- _Your task_: Output the lines from the one that contains "return mask of **yellow 555 swirl graphic**" through the end of the items as a numbered list, leaving out blank lines.

Records from a data source
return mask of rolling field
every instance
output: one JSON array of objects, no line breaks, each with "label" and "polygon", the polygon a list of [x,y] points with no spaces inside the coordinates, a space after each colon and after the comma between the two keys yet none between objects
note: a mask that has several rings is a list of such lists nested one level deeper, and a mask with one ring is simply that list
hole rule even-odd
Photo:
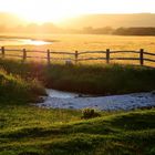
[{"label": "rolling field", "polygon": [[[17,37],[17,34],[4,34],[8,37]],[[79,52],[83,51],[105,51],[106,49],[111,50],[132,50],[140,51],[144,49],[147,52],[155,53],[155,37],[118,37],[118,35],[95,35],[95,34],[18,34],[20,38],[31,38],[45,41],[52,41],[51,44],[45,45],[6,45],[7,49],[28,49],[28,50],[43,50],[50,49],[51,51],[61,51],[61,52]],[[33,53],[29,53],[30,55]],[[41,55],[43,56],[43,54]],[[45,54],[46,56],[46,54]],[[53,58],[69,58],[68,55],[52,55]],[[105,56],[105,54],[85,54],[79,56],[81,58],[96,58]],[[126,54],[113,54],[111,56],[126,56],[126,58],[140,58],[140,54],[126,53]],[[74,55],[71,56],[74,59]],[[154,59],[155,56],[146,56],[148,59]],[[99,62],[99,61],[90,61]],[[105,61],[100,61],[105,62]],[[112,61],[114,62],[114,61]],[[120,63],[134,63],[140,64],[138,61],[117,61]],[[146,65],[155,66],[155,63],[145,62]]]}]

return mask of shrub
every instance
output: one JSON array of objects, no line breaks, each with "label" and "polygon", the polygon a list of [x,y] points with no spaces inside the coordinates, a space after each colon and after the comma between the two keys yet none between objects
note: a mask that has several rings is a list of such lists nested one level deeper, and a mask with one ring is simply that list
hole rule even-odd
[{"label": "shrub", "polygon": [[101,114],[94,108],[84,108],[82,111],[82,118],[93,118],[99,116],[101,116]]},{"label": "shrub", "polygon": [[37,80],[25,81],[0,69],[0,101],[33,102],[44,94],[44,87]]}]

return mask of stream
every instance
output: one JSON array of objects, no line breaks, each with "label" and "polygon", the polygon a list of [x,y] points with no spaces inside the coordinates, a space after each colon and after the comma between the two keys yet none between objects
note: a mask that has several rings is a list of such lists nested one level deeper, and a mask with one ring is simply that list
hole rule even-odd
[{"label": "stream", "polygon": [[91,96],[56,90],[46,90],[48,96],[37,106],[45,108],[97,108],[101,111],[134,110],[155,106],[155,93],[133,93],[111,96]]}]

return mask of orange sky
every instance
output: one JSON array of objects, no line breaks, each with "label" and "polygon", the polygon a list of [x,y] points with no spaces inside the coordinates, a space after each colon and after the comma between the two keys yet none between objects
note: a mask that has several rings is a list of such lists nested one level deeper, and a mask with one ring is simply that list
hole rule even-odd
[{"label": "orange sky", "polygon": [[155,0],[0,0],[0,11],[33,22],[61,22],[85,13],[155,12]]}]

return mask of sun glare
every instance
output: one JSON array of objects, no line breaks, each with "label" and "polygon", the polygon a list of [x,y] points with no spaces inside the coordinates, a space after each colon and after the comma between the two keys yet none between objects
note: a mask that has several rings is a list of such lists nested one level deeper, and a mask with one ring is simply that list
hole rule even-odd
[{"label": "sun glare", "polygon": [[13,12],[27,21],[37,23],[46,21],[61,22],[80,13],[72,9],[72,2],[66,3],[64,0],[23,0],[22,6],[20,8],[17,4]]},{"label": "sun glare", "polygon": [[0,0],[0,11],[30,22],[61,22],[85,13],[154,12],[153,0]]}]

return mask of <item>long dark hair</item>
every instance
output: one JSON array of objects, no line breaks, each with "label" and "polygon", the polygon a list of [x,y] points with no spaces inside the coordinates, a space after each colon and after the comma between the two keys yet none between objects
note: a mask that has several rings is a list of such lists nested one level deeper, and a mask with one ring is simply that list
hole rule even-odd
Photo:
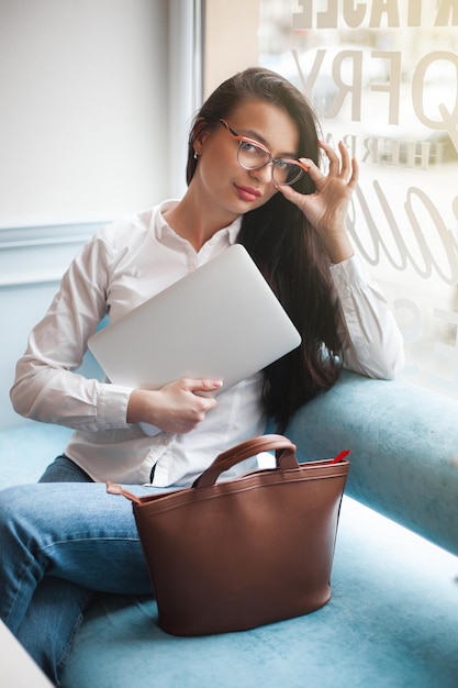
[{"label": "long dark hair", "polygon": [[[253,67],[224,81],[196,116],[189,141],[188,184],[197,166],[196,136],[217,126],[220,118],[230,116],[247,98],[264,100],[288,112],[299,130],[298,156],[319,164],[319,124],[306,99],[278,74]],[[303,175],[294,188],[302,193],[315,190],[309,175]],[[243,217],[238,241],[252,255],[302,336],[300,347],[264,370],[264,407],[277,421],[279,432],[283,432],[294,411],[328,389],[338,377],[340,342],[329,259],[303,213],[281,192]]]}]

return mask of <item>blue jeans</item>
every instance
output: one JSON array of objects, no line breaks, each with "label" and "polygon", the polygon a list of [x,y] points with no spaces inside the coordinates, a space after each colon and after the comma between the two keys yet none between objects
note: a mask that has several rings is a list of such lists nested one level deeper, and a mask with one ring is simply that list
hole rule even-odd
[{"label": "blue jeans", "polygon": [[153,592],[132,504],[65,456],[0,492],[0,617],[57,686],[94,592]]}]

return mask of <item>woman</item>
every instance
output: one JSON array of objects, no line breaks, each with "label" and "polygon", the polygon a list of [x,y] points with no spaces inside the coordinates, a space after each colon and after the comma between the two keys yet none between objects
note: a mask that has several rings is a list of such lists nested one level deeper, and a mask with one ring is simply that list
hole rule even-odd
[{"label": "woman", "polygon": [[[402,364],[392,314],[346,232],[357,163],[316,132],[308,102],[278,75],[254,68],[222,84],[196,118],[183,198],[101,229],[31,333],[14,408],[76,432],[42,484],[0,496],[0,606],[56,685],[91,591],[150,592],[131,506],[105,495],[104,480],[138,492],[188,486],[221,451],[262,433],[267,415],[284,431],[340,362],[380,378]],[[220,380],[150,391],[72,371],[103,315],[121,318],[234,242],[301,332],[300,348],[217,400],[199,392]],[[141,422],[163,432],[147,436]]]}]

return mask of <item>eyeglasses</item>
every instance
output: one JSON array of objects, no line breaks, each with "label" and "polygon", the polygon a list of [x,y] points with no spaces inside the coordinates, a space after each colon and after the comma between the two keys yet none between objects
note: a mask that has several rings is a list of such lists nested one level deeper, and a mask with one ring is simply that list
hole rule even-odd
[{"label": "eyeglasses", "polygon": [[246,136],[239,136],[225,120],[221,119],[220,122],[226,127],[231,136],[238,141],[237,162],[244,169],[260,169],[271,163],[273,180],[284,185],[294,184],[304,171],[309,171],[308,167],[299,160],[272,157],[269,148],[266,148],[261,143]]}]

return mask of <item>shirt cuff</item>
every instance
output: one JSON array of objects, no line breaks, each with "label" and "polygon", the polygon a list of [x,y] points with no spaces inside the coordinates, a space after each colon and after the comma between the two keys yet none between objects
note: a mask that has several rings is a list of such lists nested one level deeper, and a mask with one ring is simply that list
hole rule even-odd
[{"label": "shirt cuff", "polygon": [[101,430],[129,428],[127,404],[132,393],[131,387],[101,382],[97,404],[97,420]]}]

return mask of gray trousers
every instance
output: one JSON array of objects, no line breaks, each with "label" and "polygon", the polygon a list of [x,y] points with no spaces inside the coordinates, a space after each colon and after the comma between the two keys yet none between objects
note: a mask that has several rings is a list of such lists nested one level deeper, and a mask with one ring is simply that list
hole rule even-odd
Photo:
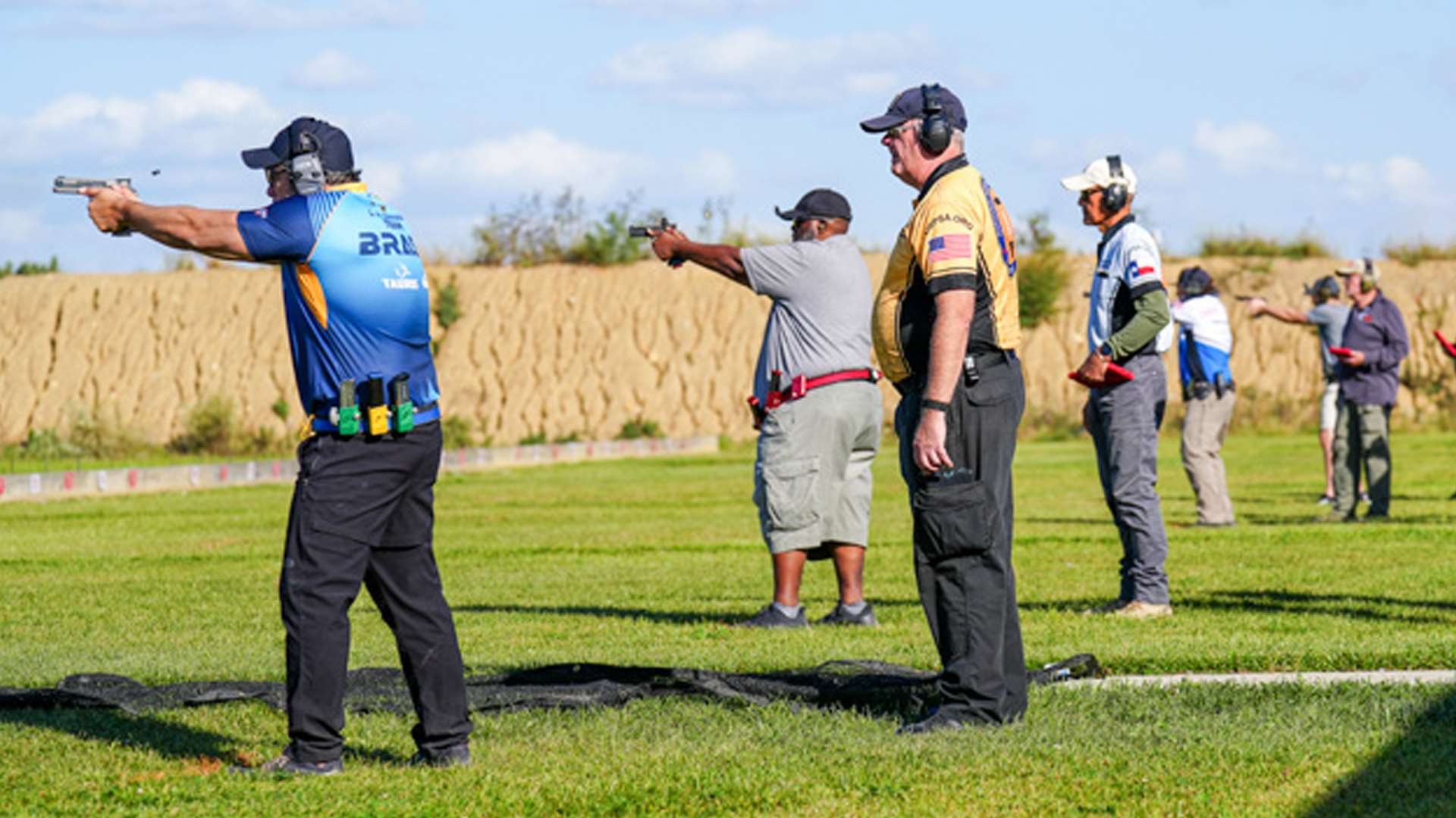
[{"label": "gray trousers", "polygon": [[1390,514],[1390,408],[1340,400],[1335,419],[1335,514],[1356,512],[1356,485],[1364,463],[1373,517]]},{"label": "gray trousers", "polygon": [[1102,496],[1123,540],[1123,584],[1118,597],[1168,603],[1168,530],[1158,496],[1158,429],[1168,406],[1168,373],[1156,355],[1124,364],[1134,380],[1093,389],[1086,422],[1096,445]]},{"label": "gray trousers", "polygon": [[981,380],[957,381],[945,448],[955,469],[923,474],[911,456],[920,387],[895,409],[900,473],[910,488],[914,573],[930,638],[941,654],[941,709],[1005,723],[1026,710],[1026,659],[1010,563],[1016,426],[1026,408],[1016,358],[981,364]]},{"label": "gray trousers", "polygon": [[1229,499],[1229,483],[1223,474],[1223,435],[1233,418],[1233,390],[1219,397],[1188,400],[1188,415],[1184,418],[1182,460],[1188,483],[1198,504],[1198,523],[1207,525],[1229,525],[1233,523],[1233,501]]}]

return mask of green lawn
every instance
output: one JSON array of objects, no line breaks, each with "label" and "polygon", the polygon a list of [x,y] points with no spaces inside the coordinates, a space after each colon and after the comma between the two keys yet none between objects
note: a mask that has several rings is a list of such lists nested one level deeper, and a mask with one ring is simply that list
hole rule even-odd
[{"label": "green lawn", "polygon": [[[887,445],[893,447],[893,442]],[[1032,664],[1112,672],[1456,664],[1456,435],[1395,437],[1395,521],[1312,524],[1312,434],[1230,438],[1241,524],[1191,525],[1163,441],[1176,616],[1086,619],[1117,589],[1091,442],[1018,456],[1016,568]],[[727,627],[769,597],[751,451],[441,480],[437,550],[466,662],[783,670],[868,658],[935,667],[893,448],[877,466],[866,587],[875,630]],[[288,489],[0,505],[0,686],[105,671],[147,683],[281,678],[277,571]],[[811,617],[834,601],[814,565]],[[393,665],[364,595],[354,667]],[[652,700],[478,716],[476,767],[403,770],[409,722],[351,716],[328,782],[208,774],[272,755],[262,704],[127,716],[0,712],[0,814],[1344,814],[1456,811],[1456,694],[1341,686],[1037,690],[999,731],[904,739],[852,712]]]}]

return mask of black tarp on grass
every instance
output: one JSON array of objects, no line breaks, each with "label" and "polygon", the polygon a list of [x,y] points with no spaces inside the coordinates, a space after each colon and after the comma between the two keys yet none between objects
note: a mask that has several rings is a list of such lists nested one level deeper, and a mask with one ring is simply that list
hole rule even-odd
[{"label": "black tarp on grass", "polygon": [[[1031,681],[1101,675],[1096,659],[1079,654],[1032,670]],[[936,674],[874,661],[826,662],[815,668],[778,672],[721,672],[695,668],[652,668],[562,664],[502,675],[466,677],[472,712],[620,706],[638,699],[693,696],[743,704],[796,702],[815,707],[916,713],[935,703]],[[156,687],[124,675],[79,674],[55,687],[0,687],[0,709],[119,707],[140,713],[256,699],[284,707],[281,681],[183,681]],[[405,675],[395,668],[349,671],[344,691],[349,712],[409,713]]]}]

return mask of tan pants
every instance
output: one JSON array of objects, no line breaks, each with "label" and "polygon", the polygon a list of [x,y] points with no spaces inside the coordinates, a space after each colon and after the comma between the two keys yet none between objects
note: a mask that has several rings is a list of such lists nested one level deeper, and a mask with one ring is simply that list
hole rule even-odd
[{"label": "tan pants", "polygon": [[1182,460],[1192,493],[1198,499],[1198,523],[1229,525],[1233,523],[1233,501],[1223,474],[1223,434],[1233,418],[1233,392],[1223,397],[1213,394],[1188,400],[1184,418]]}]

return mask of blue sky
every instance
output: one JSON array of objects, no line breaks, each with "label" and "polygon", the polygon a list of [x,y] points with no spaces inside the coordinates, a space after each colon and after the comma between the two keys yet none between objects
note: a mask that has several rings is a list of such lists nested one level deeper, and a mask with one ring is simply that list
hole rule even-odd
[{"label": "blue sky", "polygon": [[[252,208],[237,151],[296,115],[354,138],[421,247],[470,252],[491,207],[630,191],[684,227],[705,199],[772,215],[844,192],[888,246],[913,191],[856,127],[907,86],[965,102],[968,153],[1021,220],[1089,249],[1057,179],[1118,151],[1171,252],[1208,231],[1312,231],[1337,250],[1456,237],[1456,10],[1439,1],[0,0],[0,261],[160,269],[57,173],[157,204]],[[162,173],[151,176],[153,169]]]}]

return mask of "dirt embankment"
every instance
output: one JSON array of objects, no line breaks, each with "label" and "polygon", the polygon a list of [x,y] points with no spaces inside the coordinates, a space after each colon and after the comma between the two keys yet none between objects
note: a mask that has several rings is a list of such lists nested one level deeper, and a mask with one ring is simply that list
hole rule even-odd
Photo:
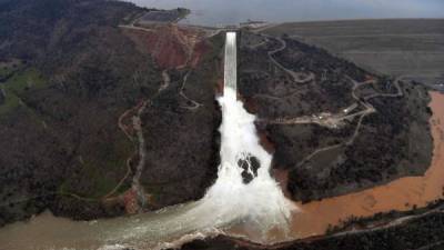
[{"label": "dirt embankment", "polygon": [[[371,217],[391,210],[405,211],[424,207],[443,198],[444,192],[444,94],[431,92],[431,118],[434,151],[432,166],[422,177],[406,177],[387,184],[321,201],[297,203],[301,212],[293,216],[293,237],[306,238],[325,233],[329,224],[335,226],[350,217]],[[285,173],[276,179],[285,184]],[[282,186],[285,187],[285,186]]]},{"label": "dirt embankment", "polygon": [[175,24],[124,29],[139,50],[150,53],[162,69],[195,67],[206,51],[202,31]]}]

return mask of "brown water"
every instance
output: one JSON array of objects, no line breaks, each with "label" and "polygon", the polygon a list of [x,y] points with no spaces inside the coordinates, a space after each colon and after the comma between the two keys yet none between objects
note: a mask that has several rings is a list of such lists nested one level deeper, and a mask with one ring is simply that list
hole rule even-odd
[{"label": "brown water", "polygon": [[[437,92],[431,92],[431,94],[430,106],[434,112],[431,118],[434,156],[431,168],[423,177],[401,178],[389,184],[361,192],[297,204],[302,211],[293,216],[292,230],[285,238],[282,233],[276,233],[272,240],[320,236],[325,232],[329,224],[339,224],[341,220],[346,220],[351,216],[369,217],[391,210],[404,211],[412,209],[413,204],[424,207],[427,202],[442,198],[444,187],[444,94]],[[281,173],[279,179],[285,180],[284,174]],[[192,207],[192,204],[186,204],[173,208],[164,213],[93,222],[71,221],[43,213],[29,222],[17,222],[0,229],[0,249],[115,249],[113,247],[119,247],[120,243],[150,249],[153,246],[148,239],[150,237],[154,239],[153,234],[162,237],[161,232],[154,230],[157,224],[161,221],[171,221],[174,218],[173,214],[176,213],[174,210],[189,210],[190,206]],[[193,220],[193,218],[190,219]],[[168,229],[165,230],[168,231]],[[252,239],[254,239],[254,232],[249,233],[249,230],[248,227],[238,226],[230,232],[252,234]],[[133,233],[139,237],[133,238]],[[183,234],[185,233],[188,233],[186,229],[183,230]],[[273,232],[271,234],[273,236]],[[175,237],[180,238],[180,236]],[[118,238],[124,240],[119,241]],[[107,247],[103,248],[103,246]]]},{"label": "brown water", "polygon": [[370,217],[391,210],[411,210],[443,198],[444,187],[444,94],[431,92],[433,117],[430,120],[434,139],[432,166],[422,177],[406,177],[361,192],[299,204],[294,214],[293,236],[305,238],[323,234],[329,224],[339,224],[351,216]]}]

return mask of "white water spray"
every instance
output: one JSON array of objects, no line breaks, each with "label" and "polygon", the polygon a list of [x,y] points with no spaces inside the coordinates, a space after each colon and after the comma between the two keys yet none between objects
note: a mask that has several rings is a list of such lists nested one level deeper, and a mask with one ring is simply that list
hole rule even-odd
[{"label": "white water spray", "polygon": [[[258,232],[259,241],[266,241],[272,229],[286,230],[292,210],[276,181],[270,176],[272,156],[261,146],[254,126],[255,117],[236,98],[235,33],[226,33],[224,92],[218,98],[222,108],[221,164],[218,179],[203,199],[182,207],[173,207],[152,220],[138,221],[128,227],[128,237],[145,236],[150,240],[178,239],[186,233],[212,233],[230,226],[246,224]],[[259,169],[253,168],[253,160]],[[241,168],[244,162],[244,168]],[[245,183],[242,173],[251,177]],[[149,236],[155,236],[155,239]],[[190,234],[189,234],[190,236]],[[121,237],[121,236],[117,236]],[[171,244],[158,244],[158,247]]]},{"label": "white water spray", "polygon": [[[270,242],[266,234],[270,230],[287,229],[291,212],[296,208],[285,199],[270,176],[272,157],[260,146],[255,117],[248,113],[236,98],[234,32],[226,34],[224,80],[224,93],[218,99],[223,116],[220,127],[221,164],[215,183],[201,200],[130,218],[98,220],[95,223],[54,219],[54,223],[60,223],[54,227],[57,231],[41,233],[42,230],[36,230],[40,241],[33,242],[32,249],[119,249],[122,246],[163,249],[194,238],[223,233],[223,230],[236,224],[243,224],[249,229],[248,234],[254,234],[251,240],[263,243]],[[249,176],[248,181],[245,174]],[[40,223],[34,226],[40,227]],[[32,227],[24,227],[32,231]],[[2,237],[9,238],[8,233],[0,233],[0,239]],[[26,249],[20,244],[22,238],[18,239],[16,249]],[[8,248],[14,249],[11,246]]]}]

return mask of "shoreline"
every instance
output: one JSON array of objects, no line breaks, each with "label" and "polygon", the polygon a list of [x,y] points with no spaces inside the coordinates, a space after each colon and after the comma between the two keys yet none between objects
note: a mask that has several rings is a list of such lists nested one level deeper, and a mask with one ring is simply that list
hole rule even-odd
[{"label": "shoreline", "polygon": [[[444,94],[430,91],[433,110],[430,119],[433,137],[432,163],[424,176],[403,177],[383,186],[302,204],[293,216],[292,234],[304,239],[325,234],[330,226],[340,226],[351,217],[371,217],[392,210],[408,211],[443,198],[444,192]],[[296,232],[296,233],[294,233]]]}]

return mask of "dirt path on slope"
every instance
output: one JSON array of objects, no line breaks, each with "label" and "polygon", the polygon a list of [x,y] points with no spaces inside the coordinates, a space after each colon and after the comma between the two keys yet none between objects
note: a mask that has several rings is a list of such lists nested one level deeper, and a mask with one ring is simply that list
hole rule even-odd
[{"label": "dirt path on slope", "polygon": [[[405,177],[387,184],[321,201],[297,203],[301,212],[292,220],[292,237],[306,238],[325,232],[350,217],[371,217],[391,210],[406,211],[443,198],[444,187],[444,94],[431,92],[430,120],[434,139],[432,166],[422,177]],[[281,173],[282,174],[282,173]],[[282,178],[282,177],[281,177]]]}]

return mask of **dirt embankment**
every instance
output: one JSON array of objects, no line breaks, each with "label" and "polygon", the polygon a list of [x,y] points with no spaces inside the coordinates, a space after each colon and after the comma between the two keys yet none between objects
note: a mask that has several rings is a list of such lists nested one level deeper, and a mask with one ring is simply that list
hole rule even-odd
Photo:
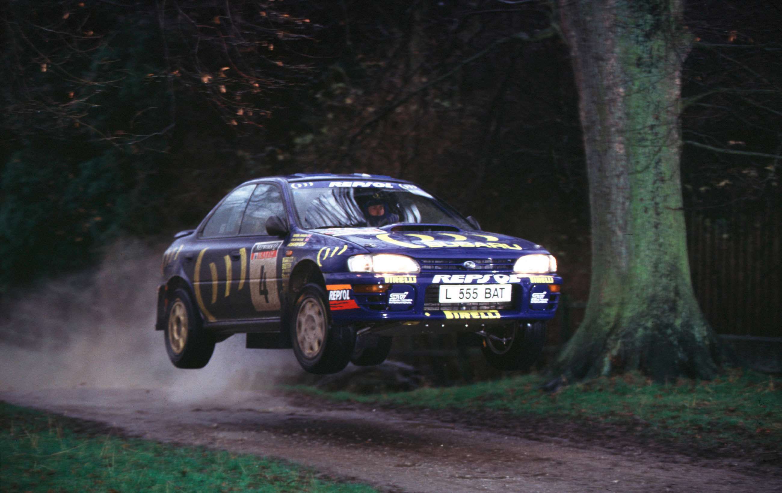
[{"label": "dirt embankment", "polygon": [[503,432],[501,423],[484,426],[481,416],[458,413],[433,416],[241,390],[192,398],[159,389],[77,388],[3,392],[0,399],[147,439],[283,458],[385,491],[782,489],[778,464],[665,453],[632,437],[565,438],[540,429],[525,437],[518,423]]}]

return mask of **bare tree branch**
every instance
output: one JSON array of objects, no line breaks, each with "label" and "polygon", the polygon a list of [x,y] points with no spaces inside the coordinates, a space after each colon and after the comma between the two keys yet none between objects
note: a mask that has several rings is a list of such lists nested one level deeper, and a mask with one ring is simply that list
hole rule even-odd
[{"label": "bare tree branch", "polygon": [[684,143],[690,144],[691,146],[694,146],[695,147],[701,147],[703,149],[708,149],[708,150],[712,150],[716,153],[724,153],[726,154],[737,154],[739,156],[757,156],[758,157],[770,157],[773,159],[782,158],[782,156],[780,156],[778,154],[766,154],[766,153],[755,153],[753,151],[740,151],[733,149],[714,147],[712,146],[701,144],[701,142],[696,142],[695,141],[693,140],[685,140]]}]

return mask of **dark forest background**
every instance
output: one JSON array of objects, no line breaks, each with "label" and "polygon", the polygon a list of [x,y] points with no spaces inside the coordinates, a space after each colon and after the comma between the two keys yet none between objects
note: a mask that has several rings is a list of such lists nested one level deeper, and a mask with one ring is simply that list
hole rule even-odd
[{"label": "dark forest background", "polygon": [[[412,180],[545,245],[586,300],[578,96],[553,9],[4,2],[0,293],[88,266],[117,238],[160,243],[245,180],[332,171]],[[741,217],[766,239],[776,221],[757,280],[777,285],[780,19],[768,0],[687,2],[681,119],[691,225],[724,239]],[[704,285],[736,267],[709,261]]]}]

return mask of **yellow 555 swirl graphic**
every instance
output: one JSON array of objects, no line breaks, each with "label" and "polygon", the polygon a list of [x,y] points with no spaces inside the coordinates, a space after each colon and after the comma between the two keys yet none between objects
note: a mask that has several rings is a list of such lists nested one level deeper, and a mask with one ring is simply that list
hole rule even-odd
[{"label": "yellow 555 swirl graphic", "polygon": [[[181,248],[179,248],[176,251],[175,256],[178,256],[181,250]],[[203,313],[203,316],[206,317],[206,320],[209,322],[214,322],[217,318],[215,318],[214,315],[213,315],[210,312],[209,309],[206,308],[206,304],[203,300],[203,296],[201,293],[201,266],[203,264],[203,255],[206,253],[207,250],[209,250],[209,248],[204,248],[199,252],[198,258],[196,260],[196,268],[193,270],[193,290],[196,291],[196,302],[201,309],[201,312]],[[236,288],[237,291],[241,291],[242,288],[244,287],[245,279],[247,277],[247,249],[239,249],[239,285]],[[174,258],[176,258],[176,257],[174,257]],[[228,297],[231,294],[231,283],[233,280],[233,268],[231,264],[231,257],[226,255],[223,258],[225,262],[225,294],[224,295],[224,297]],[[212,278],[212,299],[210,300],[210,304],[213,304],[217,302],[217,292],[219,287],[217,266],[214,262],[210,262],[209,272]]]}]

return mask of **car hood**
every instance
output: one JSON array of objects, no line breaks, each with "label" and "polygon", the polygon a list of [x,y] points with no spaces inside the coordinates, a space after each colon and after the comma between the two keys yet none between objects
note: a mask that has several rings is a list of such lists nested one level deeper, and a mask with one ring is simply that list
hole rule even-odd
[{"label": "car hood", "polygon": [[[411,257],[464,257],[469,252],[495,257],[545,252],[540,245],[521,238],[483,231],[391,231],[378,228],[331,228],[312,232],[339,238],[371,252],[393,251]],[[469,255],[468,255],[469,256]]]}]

- _Exercise response_:
1. return mask of **yellow 555 swirl graphic**
2. every instance
3. output: one JSON array of objects, no line breaks, each with "label" and "polygon", the polygon a list of [x,y] points with no spaces inside the coordinates, a space after each colon and after the comma between the two keys yet none between objects
4. note: a mask that has several rings is a list of such lists nested one level deeper, and a mask with one ring is simply that list
5. hole rule even-odd
6. [{"label": "yellow 555 swirl graphic", "polygon": [[[181,248],[179,248],[176,251],[175,256],[178,256],[181,250]],[[203,313],[203,316],[206,317],[206,320],[209,322],[214,322],[217,318],[215,318],[214,315],[213,315],[210,312],[209,309],[206,308],[206,304],[203,300],[203,296],[201,293],[201,266],[203,264],[203,255],[206,253],[207,250],[209,250],[209,248],[204,248],[199,252],[198,258],[196,260],[196,268],[193,270],[193,290],[196,291],[196,302],[201,309],[201,312]],[[236,288],[237,291],[241,291],[242,288],[244,287],[245,279],[247,277],[247,249],[239,249],[239,285]],[[174,258],[176,258],[176,257],[174,257]],[[228,297],[231,294],[231,283],[233,280],[233,268],[231,264],[231,257],[226,255],[223,258],[225,262],[225,294],[224,295],[224,297]],[[212,278],[212,299],[210,300],[210,304],[213,304],[217,302],[217,292],[219,287],[217,266],[214,262],[210,262],[209,272]]]}]
7. return mask of **car hood**
8. every instance
9. output: one JSON array of objects, no line breaks, each with "label" and "polygon", the polygon a list of [x,y] points with no spaces inside the coordinates, a space after each colon and after the comma between the two keys yet none between objects
10. note: a mask that has several rings is a list of such lists nested one level deeper, and a mask with one ring is simply that list
11. hole rule even-odd
12. [{"label": "car hood", "polygon": [[[411,257],[464,257],[469,252],[495,257],[545,252],[540,245],[521,238],[483,231],[391,231],[378,228],[331,228],[312,232],[339,238],[371,252],[393,251]],[[469,255],[468,255],[469,256]]]}]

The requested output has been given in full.